RECORD SET:
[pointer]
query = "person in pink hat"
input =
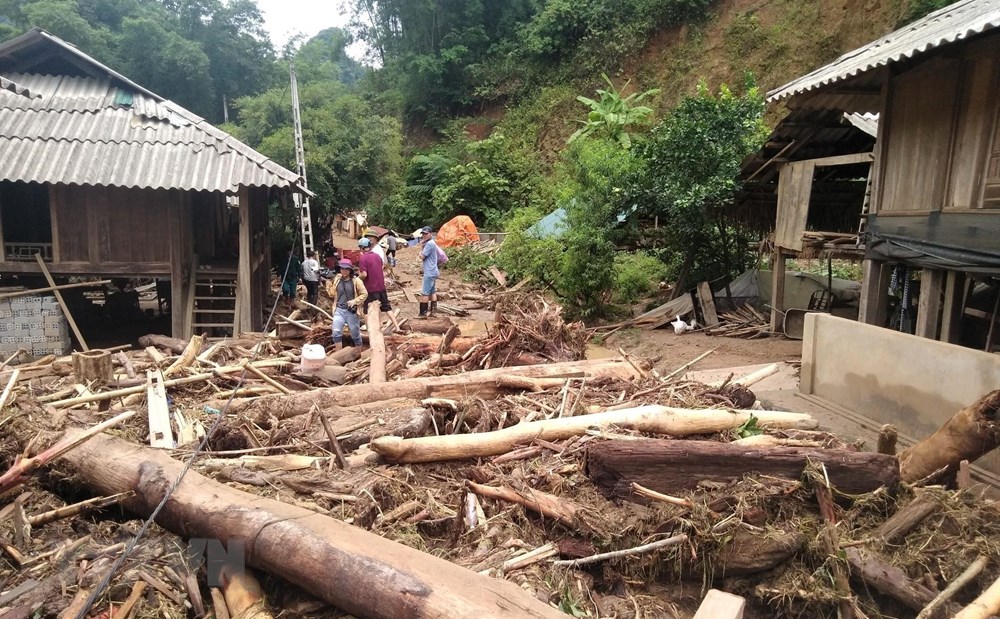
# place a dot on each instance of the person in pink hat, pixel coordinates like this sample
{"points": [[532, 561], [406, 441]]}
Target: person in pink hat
{"points": [[348, 293]]}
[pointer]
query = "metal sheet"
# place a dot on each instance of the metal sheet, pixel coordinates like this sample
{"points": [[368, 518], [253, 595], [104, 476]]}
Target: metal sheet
{"points": [[958, 21]]}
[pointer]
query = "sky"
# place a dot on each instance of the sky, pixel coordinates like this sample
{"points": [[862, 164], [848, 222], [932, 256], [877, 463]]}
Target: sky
{"points": [[284, 18]]}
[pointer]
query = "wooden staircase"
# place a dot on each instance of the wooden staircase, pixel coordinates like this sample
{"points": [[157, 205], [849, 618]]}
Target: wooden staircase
{"points": [[214, 306]]}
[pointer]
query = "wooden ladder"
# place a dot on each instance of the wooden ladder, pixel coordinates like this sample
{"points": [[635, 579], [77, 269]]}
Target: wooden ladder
{"points": [[214, 307]]}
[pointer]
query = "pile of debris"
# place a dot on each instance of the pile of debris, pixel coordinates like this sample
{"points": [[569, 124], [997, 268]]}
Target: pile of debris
{"points": [[568, 486]]}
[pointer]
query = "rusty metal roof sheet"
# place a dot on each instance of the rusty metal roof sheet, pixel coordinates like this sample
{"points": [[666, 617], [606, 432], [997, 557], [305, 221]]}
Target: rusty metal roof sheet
{"points": [[955, 22], [87, 131]]}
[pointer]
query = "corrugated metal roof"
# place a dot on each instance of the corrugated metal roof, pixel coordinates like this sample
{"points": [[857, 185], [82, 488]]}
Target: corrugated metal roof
{"points": [[948, 25], [14, 87], [80, 130]]}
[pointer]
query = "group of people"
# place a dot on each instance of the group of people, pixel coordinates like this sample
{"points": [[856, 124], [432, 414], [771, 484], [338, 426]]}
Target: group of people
{"points": [[357, 286]]}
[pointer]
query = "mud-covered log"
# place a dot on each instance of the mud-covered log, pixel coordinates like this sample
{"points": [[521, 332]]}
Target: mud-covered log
{"points": [[332, 560], [481, 383], [673, 467], [172, 344], [750, 552], [970, 434], [655, 419]]}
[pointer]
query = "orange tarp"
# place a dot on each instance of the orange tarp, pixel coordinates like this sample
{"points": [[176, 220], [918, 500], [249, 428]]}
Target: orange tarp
{"points": [[457, 232]]}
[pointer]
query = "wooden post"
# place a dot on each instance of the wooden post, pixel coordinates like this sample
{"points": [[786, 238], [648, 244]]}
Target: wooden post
{"points": [[874, 293], [707, 302], [243, 279], [929, 304], [777, 290], [954, 303], [62, 303], [181, 271]]}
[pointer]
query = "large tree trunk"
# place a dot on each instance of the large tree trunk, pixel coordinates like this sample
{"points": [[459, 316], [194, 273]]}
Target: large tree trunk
{"points": [[332, 560], [376, 369], [658, 419], [481, 383], [973, 432], [677, 466], [172, 344]]}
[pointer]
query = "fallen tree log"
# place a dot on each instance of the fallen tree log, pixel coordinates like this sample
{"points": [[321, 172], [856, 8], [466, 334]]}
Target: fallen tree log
{"points": [[874, 572], [676, 466], [332, 560], [658, 419], [481, 383], [172, 344], [973, 432]]}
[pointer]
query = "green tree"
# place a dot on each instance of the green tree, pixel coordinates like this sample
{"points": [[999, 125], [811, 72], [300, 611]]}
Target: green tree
{"points": [[691, 173]]}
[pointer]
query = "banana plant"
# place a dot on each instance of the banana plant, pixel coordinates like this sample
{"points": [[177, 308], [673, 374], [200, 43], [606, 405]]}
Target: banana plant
{"points": [[613, 114]]}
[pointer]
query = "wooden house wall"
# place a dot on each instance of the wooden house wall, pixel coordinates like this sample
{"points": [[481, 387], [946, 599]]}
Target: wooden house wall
{"points": [[110, 230], [940, 138]]}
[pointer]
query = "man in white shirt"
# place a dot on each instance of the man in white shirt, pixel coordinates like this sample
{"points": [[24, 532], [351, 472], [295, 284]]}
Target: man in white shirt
{"points": [[310, 276], [376, 248]]}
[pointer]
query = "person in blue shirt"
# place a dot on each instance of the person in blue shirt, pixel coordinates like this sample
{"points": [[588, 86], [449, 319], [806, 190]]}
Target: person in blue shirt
{"points": [[429, 257]]}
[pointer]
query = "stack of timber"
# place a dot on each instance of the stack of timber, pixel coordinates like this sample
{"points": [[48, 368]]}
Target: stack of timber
{"points": [[745, 322], [515, 491]]}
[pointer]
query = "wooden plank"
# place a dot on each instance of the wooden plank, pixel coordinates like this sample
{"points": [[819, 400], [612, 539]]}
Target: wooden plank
{"points": [[243, 276], [499, 275], [841, 160], [62, 303], [954, 303], [707, 303], [778, 290], [31, 291], [720, 605], [929, 303], [160, 435], [874, 293], [794, 189]]}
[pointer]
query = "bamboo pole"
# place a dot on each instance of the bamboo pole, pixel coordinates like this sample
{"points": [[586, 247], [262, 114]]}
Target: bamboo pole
{"points": [[30, 291], [62, 303], [657, 419]]}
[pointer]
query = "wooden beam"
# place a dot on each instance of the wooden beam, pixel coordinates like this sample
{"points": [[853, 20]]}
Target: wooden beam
{"points": [[96, 269], [31, 291], [706, 300], [929, 303], [777, 290], [244, 281], [62, 303], [842, 160], [874, 293]]}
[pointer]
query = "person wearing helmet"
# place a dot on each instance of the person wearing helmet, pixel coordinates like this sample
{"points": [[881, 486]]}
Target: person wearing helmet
{"points": [[429, 256], [372, 237], [348, 292], [372, 272]]}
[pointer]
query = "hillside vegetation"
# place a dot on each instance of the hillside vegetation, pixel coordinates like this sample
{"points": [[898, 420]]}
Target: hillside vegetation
{"points": [[471, 107]]}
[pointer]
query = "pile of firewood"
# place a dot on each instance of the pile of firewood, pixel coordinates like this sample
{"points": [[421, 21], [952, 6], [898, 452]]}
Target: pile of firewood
{"points": [[581, 486], [745, 322]]}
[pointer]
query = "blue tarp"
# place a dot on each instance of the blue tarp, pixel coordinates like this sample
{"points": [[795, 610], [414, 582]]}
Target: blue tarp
{"points": [[552, 225]]}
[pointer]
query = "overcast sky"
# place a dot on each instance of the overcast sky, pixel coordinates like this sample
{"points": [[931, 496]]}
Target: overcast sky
{"points": [[285, 18]]}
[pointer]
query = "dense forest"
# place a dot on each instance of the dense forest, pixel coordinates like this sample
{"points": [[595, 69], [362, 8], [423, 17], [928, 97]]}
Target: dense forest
{"points": [[619, 112]]}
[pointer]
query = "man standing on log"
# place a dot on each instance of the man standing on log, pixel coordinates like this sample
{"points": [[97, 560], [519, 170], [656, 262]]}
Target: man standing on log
{"points": [[372, 272], [310, 276], [347, 292], [429, 256]]}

TASK TO COMPLETE:
Every entry above should be given again exactly, with no images included.

COMPLETED EXERCISE:
[pointer]
query = "person in pink hat"
input =
# place a dot on each instance of the person in pink hat, pixel coordinates like this sample
{"points": [[532, 561], [406, 441]]}
Target: person in pink hat
{"points": [[348, 293]]}
[pointer]
query = "metal sheet"
# place a dot on each instance of the metal sheet, pixel coordinates like this sample
{"points": [[368, 518], [253, 595], [104, 476]]}
Target: metal sheet
{"points": [[958, 21]]}
[pointer]
query = "sky"
# place a dot on each instance of the sky, pixel coordinates like this sample
{"points": [[862, 164], [848, 222], [932, 256], [877, 463]]}
Target: sky
{"points": [[284, 18]]}
[pointer]
query = "wooden staircase"
# place a dot on each instance of the wooden staircase, pixel coordinates like this sample
{"points": [[157, 205], [849, 618]]}
Target: wooden staircase
{"points": [[214, 306]]}
[pointer]
query = "wooden ladder"
# place a dot on each instance of the wooden ladder, pixel coordinates like this sample
{"points": [[635, 579], [77, 269]]}
Target: wooden ladder
{"points": [[214, 307]]}
[pointer]
query = "pile of debris"
# place a dot on each instance of the pile of debris, pixel coordinates like this sample
{"points": [[569, 124], [997, 268]]}
Target: pile of debris
{"points": [[568, 486]]}
[pointer]
query = "rusty metal roof sheet"
# place a dot on each instance of the rusty metal roof sheet, pixel coordinates like this sample
{"points": [[666, 617], [606, 432], [997, 557], [305, 221]]}
Target: rusty metal roof sheet
{"points": [[955, 22], [87, 131]]}
[pointer]
query = "corrugated metal roof"
# place a dot on each instance of the corrugated metal roof, pixel coordinates like this sample
{"points": [[857, 185], [82, 488]]}
Target: corrugated metal roof
{"points": [[948, 25], [14, 87], [80, 130]]}
[pointer]
query = "group of people"
# place a dot on each instance of the group of people, pixel coordinates like this sample
{"points": [[856, 124], [432, 414], [771, 484], [338, 426]]}
Target: group of people
{"points": [[357, 286]]}
[pointer]
query = "mud-covered log"
# place a dot on each instance of the mud-covered log, pixel coordinates like this sample
{"points": [[521, 332]]}
Target: mud-covered log
{"points": [[332, 560], [481, 383], [673, 467], [172, 344], [750, 552], [970, 434], [655, 419]]}
[pointer]
query = "orange tarp"
# place a dot on each instance of the orange tarp, pixel coordinates like this sample
{"points": [[176, 220], [918, 500], [249, 428]]}
Target: orange tarp
{"points": [[457, 232]]}
[pointer]
query = "wooden post"
# place a dot on each instance of the wooden post, pixel coordinates like this sample
{"points": [[786, 238], [648, 244]]}
Target: wooden post
{"points": [[874, 293], [707, 302], [243, 279], [929, 304], [777, 290], [954, 303], [62, 303], [181, 271]]}
[pointer]
query = "large tree trunk"
# place a dot on each instance of the large tree trunk, pixel coordinates like this sample
{"points": [[459, 316], [194, 273]]}
Target: large tree trunk
{"points": [[332, 560], [376, 369], [658, 419], [481, 383], [973, 432], [677, 466], [172, 344]]}
[pointer]
query = "fallen tree log"
# place a dot on each instance of the fallen tree log, pixel coordinates like this sample
{"points": [[321, 172], [856, 8], [466, 334]]}
Target: fallen tree log
{"points": [[874, 572], [676, 466], [332, 560], [658, 419], [481, 383], [172, 344], [973, 432]]}
[pointer]
query = "green tree"
# place a dot on each instance of the green tree, pixel coordinates like this sample
{"points": [[999, 125], [811, 72], [300, 611]]}
Target: green tree
{"points": [[691, 173]]}
[pointer]
query = "banana plant"
# place a dot on each instance of the banana plant, pixel coordinates like this sample
{"points": [[177, 308], [673, 374], [200, 43], [606, 405]]}
Target: banana plant
{"points": [[613, 114]]}
[pointer]
query = "wooden house wall"
# place a dot on each instance of the wooden house wall, pixel coordinates like this sample
{"points": [[481, 387], [946, 599]]}
Target: wooden house wall
{"points": [[110, 230], [940, 138]]}
[pointer]
query = "man in white shirt"
# place a dot on each instance of the man in white shirt, pixel coordinates like this sample
{"points": [[24, 532], [351, 472], [295, 284]]}
Target: man in white shirt
{"points": [[310, 276], [376, 248]]}
[pointer]
query = "person in blue shirt"
# place a dot on each instance of the person in blue shirt, pixel coordinates like this sample
{"points": [[588, 86], [449, 319], [806, 190]]}
Target: person in blue shirt
{"points": [[429, 257]]}
[pointer]
query = "stack of timber"
# place a dot on each instance of the stack of timber, pixel coordinates like this sample
{"points": [[48, 368]]}
Target: stack of timber
{"points": [[745, 322], [515, 491]]}
[pointer]
query = "wooden plank"
# place a dot on each instance of the wooden plank, pixel coordinates like this sample
{"points": [[819, 400], [612, 539]]}
Target: wooden plank
{"points": [[243, 276], [499, 275], [841, 160], [62, 303], [954, 303], [707, 303], [778, 290], [31, 291], [720, 605], [929, 303], [160, 435], [874, 293], [794, 189]]}
[pointer]
query = "bamboo pole"
# place a dot on each instance of the bamboo pole, pixel coordinates like this sample
{"points": [[586, 247], [262, 114]]}
Target: bamboo pole
{"points": [[30, 291], [62, 303], [657, 419]]}
[pointer]
query = "wooden beam"
# place a dot on each instance of the wooden beam, pixel coordinates like this sample
{"points": [[853, 20]]}
Target: wooden beam
{"points": [[96, 269], [31, 291], [706, 300], [929, 303], [777, 290], [244, 281], [62, 303], [842, 160], [874, 293]]}
[pointer]
query = "person wearing helmet"
# place a dot on each instance of the person wearing helmet, pixel coordinates like this sample
{"points": [[881, 486]]}
Target: person wearing helmet
{"points": [[429, 256], [372, 237], [348, 292], [372, 272]]}
[pointer]
query = "hillside vegetation"
# place a dot on each instance of the hillside vegetation, pixel coordinates like this sample
{"points": [[898, 420]]}
Target: hillside vegetation
{"points": [[471, 107]]}
[pointer]
query = "pile of firewood"
# place a dot on each instance of the pile of firewood, pixel coordinates like this sample
{"points": [[421, 21], [952, 6], [898, 452]]}
Target: pile of firewood
{"points": [[581, 486], [745, 322]]}
[pointer]
query = "blue tarp"
# place a dot on each instance of the blue tarp, pixel coordinates like this sample
{"points": [[795, 610], [414, 582]]}
Target: blue tarp
{"points": [[552, 225]]}
[pointer]
query = "overcast sky"
# place a dot on each instance of the overcast sky, pixel coordinates like this sample
{"points": [[931, 496]]}
Target: overcast sky
{"points": [[285, 18]]}
[pointer]
query = "dense forest"
# place a dot on each instance of the dense forest, pixel coordinates like this sample
{"points": [[595, 69], [362, 8], [423, 17], [928, 97]]}
Target: dense forest
{"points": [[619, 112]]}
[pointer]
query = "man standing on log"
# place a dot on each instance of the man standing on log, pixel coordinates like this sample
{"points": [[97, 560], [519, 170], [656, 262]]}
Target: man standing on log
{"points": [[372, 272], [310, 276], [347, 292], [429, 256]]}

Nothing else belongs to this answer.